# EXERCISE AIM
Every line below must be given again exactly.

# PROVIDED MATERIAL
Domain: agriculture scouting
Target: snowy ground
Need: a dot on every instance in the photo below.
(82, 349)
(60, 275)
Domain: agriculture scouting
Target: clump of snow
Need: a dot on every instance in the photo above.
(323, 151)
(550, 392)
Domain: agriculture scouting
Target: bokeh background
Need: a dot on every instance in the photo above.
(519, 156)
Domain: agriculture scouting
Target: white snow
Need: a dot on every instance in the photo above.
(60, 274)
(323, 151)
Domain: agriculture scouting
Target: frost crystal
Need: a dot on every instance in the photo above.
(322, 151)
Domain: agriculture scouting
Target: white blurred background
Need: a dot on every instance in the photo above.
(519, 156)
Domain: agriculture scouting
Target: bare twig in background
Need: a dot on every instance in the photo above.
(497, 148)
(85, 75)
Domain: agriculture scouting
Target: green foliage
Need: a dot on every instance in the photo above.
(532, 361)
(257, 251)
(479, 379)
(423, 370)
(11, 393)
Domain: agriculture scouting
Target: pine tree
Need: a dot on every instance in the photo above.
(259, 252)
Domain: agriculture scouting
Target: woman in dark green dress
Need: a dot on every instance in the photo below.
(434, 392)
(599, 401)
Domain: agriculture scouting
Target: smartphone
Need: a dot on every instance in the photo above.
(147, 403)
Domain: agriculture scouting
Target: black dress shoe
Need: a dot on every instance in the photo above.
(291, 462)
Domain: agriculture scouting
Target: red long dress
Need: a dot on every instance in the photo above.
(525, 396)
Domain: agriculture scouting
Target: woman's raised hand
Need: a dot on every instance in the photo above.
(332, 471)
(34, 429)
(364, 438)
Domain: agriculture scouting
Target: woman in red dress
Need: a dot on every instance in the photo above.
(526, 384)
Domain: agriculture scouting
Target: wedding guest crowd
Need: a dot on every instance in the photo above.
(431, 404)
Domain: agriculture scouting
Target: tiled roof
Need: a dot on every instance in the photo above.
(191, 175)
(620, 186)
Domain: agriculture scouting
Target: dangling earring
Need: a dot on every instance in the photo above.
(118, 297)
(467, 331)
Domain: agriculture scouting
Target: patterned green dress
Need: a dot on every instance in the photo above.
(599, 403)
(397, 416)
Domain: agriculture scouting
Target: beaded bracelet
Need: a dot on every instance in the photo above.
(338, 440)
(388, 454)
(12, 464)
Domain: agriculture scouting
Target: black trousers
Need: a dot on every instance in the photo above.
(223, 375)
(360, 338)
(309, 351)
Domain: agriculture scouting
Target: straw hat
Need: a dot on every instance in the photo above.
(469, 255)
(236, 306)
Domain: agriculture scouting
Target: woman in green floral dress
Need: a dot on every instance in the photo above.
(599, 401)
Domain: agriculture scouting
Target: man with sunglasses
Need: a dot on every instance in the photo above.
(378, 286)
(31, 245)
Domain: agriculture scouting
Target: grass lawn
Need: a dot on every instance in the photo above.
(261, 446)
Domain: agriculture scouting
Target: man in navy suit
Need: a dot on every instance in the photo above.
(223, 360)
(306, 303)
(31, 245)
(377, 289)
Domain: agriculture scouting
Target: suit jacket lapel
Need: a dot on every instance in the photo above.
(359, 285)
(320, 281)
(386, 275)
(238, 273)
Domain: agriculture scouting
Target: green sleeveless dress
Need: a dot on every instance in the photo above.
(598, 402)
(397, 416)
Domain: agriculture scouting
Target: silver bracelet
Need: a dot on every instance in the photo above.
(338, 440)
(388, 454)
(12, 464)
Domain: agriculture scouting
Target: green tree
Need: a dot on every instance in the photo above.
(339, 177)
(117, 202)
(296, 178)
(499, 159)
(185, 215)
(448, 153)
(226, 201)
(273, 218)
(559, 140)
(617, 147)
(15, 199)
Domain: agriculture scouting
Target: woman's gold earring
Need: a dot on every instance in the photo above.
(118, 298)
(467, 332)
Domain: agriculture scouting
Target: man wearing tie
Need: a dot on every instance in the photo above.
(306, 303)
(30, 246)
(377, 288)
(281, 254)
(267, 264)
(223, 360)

# RESULT OF THE TASK
Domain: agriculture scouting
Target: snowy ground
Need: a dot on every instance in the photo below.
(82, 349)
(60, 275)
Domain: agriculture scouting
Target: clump of snow
Need: a dot on every instance in the photo above.
(323, 151)
(550, 392)
Domain: agriculture scouting
Target: bokeh background
Need: a dot on every instance in the photo above.
(519, 156)
Domain: agriculture scouting
Target: white snow
Need: a dot on every instance in the photo above.
(60, 274)
(323, 151)
Domain: agriculture scouting
Target: frost crystal
Need: a dot on every instance in the photo above.
(322, 151)
Domain: agriculture scouting
Target: white blurred background
Need: a dot on every instance in the photo above.
(519, 156)
Domain: agriculture scouting
Target: bare twig in background
Need: a dot on every instance in the photo above.
(497, 148)
(85, 75)
Domain: agriculture scouting
Target: green foliage
Need: a dot on every instance in the photo above.
(532, 361)
(257, 251)
(479, 379)
(423, 370)
(11, 393)
Domain: agriculture scouting
Target: pine tree
Need: a dot on every instance in the photo above.
(259, 252)
Domain: agriculture scouting
Target: woman in dark green dress
Need: a dot on every instance in the photo below.
(434, 392)
(599, 401)
Domain: agriculture scouting
Target: smartphone
Need: a dot on every instance in the photo above.
(147, 403)
Domain: agriculture scouting
Target: black dress shoe
Need: a dot on every instance in the photo above.
(291, 462)
Domain: agriculture scouting
Target: red long dress
Need: a dot on every instance in the photo above.
(525, 396)
Domain: agriculture scouting
Target: woman's raised hand
Need: a dot on every instance in the photo above.
(332, 471)
(34, 429)
(364, 438)
Domain: agriculture scouting
Target: woman in red dress
Need: a dot on every instance in the photo above.
(526, 384)
Domain: agriculture scouting
Target: wedding guest crowd
Need: a dot on every instance in the photo above.
(431, 404)
Domain: agriculture scouting
Target: tiled roof
Need: a dot on every instance in the photo above.
(191, 175)
(620, 186)
Domain: agriculture scouting
Target: dangling earring
Need: a dot on every instance in the photo above.
(118, 297)
(467, 331)
Domain: agriculture scouting
Target: patterned green dress
Need: a dot on every instance in the photo above.
(599, 403)
(397, 416)
Domain: agriculture scouting
Target: beaded bracelet
Need: a dot on every instance in the photo above.
(338, 440)
(388, 454)
(12, 464)
Domain: agriculture scouting
Target: black trousers
Need: a dot on every instance in the photo above.
(223, 375)
(360, 338)
(309, 351)
Domain: agriculture scouting
Target: straw hat
Need: a dot on every instance in the photo above.
(469, 255)
(236, 306)
Domain: agriculture scouting
Target: woman in green floral dress
Need: a dot on every instance in the photo above.
(599, 401)
Domain: agriculture scouting
Target: man with sunglasses
Need: a dot on every instance in the photo above.
(378, 286)
(31, 245)
Domain: agriculture scouting
Target: grass lawn
Need: a dot on every instance in the photo above.
(261, 446)
Domain: agriculture scouting
Target: man in navy suit
Need: a dot on every instance in the photo above.
(223, 360)
(306, 303)
(31, 245)
(377, 289)
Domain: agriculture scouting
Target: suit jacket lapel
Need: a dot on every instance in the photo above.
(359, 285)
(320, 281)
(386, 275)
(238, 273)
Domain: agriculture scouting
Target: green sleeveless dress
Need: a dot on every instance in the photo above.
(598, 402)
(397, 416)
Domain: agriculture scouting
Target: silver bracelet
Need: a dot on every instance in the photo above.
(338, 440)
(388, 454)
(12, 464)
Domain: agriculture scouting
Target: green tree
Need: a dot on every instance in the photo above.
(339, 177)
(117, 202)
(296, 178)
(499, 159)
(185, 215)
(448, 153)
(226, 201)
(273, 218)
(559, 140)
(617, 147)
(15, 199)
Domain: agriculture scouting
Target: woman's gold earring
Need: a dot on every instance in the photo above.
(118, 298)
(467, 332)
Domain: agriculture scouting
Target: man wearing tie
Need: a dot on every instance in the photo above.
(306, 303)
(30, 246)
(377, 288)
(281, 254)
(267, 264)
(223, 360)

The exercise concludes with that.